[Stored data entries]
.....
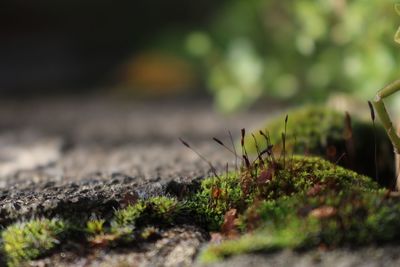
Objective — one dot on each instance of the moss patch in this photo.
(289, 202)
(320, 131)
(28, 240)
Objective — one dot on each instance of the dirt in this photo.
(85, 154)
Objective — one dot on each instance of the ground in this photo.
(84, 155)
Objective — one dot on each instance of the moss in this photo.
(95, 226)
(24, 241)
(320, 131)
(308, 203)
(219, 194)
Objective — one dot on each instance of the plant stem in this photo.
(387, 122)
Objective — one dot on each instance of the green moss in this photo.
(24, 241)
(95, 226)
(351, 217)
(320, 131)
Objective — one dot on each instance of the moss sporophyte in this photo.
(283, 194)
(274, 199)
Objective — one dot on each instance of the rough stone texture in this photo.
(86, 154)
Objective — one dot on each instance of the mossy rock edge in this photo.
(324, 132)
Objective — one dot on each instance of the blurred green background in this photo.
(238, 52)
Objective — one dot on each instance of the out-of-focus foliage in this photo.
(297, 49)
.....
> **WHAT YOU HAVE TO DO**: Copy, exactly as written, the lines above, beginning with the one that contains "Objective — one dot on each instance of the ground" and ending with the last.

> **TASK RESULT**:
Objective — one dot on each instance of the ground in this photo.
(84, 155)
Objective — one dot on each instance of the moss in this photo.
(95, 226)
(24, 241)
(320, 131)
(308, 203)
(219, 194)
Objective — one dot on each instance of the plant stem in this photo.
(387, 122)
Objective — one dot on each instance of the green moss in this photo.
(24, 241)
(95, 226)
(351, 217)
(320, 131)
Objective — one dot on each instance of the moss sporophyte in this photo.
(283, 194)
(274, 199)
Objective — one dot on each instance of the rough stone texture in this photo.
(86, 154)
Objective — one dot on each instance of the mossy rock edge in this photo.
(324, 132)
Objective — one dot on each instance of the blurred green background in this photo.
(238, 52)
Objective — one dot on each instance of the out-of-focus foliage in this photo.
(297, 49)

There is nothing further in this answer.